__SHORT TASK__: Each record needs to be echoed exactly; can you do that?

Dataset excerpt:

----

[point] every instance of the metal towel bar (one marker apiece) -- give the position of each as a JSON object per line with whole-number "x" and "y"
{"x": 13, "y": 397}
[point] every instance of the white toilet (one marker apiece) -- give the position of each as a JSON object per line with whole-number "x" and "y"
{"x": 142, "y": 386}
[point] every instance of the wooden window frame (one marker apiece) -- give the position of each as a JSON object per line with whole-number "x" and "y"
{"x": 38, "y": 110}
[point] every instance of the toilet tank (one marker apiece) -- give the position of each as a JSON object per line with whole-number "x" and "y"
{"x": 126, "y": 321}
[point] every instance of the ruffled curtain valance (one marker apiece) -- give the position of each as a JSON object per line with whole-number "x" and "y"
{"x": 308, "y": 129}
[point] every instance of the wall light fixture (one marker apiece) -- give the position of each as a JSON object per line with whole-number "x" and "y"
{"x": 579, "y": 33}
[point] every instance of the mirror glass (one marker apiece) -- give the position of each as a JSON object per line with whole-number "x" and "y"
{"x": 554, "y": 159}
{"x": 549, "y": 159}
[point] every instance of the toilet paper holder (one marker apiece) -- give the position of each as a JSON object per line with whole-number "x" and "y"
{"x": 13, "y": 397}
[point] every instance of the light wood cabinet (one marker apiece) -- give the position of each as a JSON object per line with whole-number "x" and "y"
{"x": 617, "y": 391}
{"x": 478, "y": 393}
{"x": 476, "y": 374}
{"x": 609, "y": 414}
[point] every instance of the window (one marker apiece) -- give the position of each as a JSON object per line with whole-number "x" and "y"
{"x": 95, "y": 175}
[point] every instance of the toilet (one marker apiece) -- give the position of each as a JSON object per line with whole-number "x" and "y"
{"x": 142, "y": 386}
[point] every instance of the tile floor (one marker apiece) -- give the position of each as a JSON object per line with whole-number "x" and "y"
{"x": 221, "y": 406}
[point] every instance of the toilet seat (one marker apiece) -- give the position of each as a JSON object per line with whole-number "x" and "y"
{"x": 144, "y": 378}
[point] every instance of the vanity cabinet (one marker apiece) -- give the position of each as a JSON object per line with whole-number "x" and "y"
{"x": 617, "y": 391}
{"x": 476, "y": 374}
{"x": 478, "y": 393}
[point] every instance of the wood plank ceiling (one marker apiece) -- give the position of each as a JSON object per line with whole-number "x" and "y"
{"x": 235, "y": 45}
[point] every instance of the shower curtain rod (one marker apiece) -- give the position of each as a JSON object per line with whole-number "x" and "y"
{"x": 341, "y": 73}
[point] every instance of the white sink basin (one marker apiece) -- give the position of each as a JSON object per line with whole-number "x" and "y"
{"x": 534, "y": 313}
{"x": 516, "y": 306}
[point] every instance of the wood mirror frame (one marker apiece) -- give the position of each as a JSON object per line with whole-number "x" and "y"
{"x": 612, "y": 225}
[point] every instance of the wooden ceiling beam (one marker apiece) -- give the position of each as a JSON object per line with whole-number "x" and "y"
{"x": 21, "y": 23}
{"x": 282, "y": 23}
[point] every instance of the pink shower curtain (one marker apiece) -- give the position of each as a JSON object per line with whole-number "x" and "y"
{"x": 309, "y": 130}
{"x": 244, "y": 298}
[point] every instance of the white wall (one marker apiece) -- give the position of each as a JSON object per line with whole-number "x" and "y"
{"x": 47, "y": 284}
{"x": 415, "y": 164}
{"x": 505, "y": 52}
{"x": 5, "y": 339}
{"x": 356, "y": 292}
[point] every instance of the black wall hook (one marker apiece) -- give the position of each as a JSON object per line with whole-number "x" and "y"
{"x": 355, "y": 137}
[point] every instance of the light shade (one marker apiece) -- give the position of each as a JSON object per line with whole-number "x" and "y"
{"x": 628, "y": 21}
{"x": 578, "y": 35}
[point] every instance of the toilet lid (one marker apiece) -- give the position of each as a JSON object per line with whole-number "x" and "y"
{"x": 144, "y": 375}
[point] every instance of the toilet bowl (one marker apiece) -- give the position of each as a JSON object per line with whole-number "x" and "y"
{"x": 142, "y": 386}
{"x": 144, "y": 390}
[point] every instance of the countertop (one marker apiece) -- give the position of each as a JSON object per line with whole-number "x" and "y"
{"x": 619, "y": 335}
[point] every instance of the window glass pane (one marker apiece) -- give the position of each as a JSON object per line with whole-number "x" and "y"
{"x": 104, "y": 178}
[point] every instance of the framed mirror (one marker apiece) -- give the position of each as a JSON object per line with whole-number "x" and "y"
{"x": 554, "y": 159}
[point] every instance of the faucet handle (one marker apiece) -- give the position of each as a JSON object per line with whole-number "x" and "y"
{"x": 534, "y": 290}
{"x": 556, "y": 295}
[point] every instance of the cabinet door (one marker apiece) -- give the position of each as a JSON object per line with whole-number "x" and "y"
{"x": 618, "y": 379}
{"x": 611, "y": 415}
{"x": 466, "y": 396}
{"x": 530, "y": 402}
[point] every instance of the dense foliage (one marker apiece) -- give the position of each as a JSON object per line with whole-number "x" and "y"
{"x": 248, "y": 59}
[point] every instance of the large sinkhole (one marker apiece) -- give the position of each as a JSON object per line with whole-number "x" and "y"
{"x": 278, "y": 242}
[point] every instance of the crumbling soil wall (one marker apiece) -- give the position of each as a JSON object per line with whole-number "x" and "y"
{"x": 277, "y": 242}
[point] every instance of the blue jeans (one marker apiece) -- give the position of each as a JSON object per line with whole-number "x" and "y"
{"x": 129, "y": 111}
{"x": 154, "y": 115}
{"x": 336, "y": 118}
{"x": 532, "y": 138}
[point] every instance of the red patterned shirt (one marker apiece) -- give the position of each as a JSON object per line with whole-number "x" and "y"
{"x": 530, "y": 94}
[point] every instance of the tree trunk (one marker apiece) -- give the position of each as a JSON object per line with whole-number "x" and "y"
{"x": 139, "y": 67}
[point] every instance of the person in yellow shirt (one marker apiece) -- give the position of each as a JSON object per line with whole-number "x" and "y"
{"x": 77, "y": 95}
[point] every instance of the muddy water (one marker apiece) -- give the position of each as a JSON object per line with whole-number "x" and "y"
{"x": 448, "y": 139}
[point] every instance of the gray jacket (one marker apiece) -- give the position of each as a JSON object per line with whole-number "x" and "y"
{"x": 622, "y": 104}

----

__COMPLETE RESPONSE__:
[point] every instance of the metal towel bar (one marker apiece) -- give the position of each as a JSON object per line with whole-number "x" and "y"
{"x": 13, "y": 397}
[point] every instance of the white toilet (one marker apiece) -- give the position of each as a JSON object per line with whole-number "x" and "y"
{"x": 142, "y": 386}
[point] every instance of the wooden window frame (one marker apiece) -- give the position of each as a JSON object per line with whole-number "x" and "y"
{"x": 38, "y": 110}
[point] every instance of the toilet tank (one marker apiece) -- give the position of each as a JSON object per line with whole-number "x" and "y"
{"x": 126, "y": 321}
[point] every instance of the ruffled curtain valance (one marker apiece) -- give the position of each as a JSON object per line with whole-number "x" and "y"
{"x": 308, "y": 129}
[point] every instance of the wall light fixture (one marker apiece) -- give the position of each as a JSON object per line with whole-number "x" and "y"
{"x": 579, "y": 33}
[point] every instance of the mirror glass (one marker apiece) -- give the position of each as a JSON object per line with whole-number "x" and "y"
{"x": 554, "y": 159}
{"x": 549, "y": 159}
[point] every instance of the toilet paper holder (one marker apiece) -- give the position of each as a JSON object per line with whole-number "x" and "y"
{"x": 13, "y": 397}
[point] every instance of the light wood cabinet (one marker apiece) -- give the position of each as a JSON object per line with whole-number "x" and "y"
{"x": 617, "y": 391}
{"x": 478, "y": 393}
{"x": 476, "y": 374}
{"x": 609, "y": 414}
[point] every instance of the window (one marker apiece) -- give the position of each as a JSON object per line with whole-number "x" and "y"
{"x": 95, "y": 175}
[point] every instance of the toilet (one marker apiece) -- give the position of each as a JSON object per line with whole-number "x" and "y"
{"x": 142, "y": 386}
[point] every instance of the tile floor (one marker apiece) -- give the position of each as a JSON object per line with whole-number "x" and "y"
{"x": 221, "y": 406}
[point] every instance of the toilet seat (one marker apiece) -- give the position of each as a JSON object per line with whole-number "x" and "y"
{"x": 144, "y": 378}
[point] every instance of the vanity cabinet (one marker apiece) -- give the position of each as a JSON object per line with whole-number "x" and "y"
{"x": 617, "y": 391}
{"x": 476, "y": 374}
{"x": 478, "y": 393}
[point] every instance of the wood plank ceiling (one marker apiece) -- give the position of each as a JSON object per line with whole-number "x" and "y"
{"x": 235, "y": 45}
[point] every instance of the shower curtain rod (one marker apiece) -- give the position of each as a JSON object per line with whole-number "x" and "y"
{"x": 341, "y": 73}
[point] every instance of the white sink basin (one marker apiece) -- give the position of each as a JSON object per line with whole-number "x" and "y"
{"x": 534, "y": 313}
{"x": 516, "y": 306}
[point] every instance of the wood mirror frame (one marker apiece) -- give the position of each as a JSON object per line with whole-number "x" and "y"
{"x": 612, "y": 225}
[point] every instance of the wooden ceiling beam (one marker apiece) -- give the position of each as a JSON object per line with whole-number "x" and "y"
{"x": 21, "y": 23}
{"x": 282, "y": 23}
[point] every instance of the pink shower curtain (one marker apiece) -- give the position of each as a JSON object per line with whole-number "x" and "y"
{"x": 309, "y": 130}
{"x": 244, "y": 298}
[point] every instance of the white wall (one marker apiece) -- give the position of each as a JSON object per line with whole-number "x" and "y"
{"x": 47, "y": 284}
{"x": 415, "y": 164}
{"x": 505, "y": 52}
{"x": 5, "y": 339}
{"x": 356, "y": 292}
[point] every instance of the black wall hook (one marker apiece) -- give the position of each as a JSON object per line with whole-number "x" and "y"
{"x": 355, "y": 137}
[point] every instance of the light shade (one marker apiece) -- give the position of each as a JSON object per line with whole-number "x" and "y"
{"x": 628, "y": 21}
{"x": 578, "y": 35}
[point] every instance of the toilet lid (one marker apiece) -- give the position of each as a JSON object per line with whole-number "x" and "y"
{"x": 144, "y": 375}
[point] every instance of the toilet bowl (one marker apiece) -- give the position of each as a JSON object per line with whole-number "x" and "y"
{"x": 142, "y": 386}
{"x": 144, "y": 390}
[point] every instance of the countertop (one marker apiece) -- give the position of each as a JSON object per line with whole-number "x" and "y"
{"x": 619, "y": 335}
[point] every instance of the window glass pane (one marker apiece) -- give the position of each as a JSON object per line with whole-number "x" and "y"
{"x": 104, "y": 178}
[point] every instance of the framed mirror (one marker apiece) -- give the position of each as a JSON object per line with whole-number "x" and "y"
{"x": 554, "y": 159}
[point] every instance of the faucet handle (one marker apiece) -- give the position of each as a JSON object per line with whole-number "x" and "y"
{"x": 534, "y": 290}
{"x": 556, "y": 295}
[point] every instance of the cabinet door (one marker apiece) -- give the position of each as a JSON object per line with whole-number "x" and "y"
{"x": 618, "y": 379}
{"x": 611, "y": 415}
{"x": 466, "y": 396}
{"x": 530, "y": 402}
[point] every instance of the dense foliage (one marker apiece) -- give the position of each as a JSON object per line with whole-number "x" and "y"
{"x": 248, "y": 59}
[point] every instance of the large sinkhole (one marker apiece) -- give the position of each as a JSON object per line with whole-number "x" and "y"
{"x": 278, "y": 242}
[point] every instance of the crumbling soil wall (one marker apiece) -- give the position of each as a JSON object per line with whole-number "x" and "y"
{"x": 277, "y": 242}
[point] every instance of the blue jeans (one marker apiece) -- give the position of each as a JSON object per line with whole-number "x" and "y"
{"x": 129, "y": 111}
{"x": 154, "y": 115}
{"x": 336, "y": 118}
{"x": 532, "y": 138}
[point] every instance of the red patterned shirt (one marker apiece) -- give the position of each as a JSON object per line with whole-number "x" and "y"
{"x": 530, "y": 94}
[point] every instance of the tree trunk (one marker apiece) -- give the position of each as a JSON object per line with whole-number "x" and "y"
{"x": 139, "y": 67}
[point] every instance of the person in yellow shirt (one marker apiece) -- give the position of each as a JSON object per line with whole-number "x" and "y"
{"x": 77, "y": 95}
[point] every instance of the muddy water (one marker apiece) -- give the position of each as a JSON object per line with whole-number "x" and "y"
{"x": 448, "y": 139}
[point] every instance of the gray jacket (one marker apiece) -- give the position of each as a JSON object per line with whole-number "x" and "y"
{"x": 622, "y": 104}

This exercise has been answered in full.